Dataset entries
*** Begin section ***
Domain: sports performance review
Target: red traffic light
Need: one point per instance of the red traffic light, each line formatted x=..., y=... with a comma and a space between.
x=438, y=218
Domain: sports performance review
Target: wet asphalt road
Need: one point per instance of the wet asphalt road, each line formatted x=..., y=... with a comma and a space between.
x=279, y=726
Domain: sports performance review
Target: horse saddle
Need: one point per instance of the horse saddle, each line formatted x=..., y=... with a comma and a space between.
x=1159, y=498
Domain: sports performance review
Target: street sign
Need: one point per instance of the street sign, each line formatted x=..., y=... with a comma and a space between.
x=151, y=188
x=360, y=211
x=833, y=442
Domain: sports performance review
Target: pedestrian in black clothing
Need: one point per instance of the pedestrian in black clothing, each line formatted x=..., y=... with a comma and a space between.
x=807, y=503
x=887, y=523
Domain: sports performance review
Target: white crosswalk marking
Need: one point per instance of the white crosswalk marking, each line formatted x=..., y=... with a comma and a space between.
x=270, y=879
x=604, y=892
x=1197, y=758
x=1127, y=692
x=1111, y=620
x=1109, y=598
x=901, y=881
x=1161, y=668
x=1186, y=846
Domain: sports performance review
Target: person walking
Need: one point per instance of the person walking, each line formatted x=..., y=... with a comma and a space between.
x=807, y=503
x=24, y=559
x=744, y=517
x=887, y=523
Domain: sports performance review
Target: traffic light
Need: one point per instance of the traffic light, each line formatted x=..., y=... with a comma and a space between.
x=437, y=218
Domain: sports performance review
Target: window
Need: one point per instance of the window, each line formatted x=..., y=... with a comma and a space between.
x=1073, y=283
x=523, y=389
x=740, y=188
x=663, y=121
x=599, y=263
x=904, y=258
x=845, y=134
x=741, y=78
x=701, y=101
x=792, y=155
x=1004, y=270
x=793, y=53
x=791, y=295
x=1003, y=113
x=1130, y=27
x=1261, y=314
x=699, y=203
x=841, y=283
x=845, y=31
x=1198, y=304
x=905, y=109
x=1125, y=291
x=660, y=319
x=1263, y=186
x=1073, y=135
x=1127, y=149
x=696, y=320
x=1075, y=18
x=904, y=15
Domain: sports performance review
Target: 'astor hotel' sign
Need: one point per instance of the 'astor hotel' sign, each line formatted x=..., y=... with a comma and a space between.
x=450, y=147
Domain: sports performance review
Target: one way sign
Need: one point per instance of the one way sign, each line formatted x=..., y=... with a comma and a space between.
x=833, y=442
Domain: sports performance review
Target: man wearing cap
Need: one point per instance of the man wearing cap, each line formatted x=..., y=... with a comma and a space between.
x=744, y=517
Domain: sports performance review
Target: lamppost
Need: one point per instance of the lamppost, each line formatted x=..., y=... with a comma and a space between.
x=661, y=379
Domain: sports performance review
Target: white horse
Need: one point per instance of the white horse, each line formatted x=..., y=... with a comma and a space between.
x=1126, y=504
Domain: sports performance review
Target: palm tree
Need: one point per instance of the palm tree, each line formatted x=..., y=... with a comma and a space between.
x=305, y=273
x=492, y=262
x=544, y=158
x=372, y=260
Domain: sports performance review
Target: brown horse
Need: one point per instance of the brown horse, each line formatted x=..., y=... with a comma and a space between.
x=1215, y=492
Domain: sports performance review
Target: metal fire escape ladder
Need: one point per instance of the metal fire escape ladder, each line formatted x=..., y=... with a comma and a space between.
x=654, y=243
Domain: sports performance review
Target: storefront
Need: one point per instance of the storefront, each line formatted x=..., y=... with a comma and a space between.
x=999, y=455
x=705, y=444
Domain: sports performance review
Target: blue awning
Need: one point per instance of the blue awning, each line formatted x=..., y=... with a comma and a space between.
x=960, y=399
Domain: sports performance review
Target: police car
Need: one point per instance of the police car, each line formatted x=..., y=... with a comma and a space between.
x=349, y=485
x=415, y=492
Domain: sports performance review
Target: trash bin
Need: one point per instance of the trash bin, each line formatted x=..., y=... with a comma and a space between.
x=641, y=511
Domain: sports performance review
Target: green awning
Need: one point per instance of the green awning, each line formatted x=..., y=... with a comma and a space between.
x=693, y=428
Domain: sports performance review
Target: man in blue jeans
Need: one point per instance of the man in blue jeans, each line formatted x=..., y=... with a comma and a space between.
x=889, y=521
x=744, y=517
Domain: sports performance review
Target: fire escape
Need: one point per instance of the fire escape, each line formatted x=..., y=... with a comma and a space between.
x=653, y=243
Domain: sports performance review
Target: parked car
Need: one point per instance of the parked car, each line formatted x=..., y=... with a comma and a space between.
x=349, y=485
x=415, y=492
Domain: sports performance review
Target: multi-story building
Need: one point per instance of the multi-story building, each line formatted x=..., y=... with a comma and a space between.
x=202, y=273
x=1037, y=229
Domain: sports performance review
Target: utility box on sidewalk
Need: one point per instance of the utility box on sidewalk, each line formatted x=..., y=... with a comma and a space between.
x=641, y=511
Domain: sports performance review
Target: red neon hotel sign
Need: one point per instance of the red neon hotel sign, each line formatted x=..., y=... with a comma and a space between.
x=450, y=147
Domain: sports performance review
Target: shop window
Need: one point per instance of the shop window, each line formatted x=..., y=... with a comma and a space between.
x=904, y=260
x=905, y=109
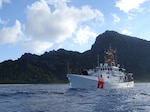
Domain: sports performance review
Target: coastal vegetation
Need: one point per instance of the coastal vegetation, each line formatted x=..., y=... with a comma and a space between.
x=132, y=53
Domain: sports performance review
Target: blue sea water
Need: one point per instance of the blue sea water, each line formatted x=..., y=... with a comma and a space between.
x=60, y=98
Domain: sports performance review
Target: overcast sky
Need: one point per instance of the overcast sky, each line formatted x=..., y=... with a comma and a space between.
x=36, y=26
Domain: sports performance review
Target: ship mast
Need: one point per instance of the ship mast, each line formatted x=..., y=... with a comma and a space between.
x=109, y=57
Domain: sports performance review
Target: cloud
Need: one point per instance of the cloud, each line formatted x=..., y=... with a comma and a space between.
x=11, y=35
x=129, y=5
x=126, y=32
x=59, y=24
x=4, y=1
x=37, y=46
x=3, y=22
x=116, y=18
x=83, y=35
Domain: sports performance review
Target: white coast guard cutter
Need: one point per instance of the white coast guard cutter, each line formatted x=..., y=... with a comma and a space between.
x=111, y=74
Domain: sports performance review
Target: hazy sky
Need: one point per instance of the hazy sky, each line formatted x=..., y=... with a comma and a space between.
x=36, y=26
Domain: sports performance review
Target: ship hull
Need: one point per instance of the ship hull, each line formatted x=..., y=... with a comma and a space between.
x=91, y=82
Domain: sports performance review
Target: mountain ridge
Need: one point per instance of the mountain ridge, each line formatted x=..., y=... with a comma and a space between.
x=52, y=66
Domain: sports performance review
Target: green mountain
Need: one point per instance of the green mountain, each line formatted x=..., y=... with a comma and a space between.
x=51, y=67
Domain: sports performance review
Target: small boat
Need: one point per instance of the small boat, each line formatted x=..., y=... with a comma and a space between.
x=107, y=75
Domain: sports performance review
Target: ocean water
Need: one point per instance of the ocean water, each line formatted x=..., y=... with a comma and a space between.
*** End section ***
▸ EXERCISE DESCRIPTION: What you write must be the entries restated word for word, from the opening line through the one holding "Target: street sign", with nothing else.

▸ WORKED SOLUTION:
Domain: sports performance review
Target: red traffic light
Need: one point per instance of the red traffic light, each line formatted x=..., y=... with a comma and a space between.
x=438, y=218
Domain: sports performance review
Target: wet asphalt road
Need: one point per instance of the wet asphalt road, each line formatted x=..., y=... with a comma and a space between.
x=279, y=726
Domain: sports performance review
Target: horse saddle
Need: one point per instance of the horse saddle, each line formatted x=..., y=... with a comma and a space between.
x=1159, y=498
Domain: sports performance review
Target: street sign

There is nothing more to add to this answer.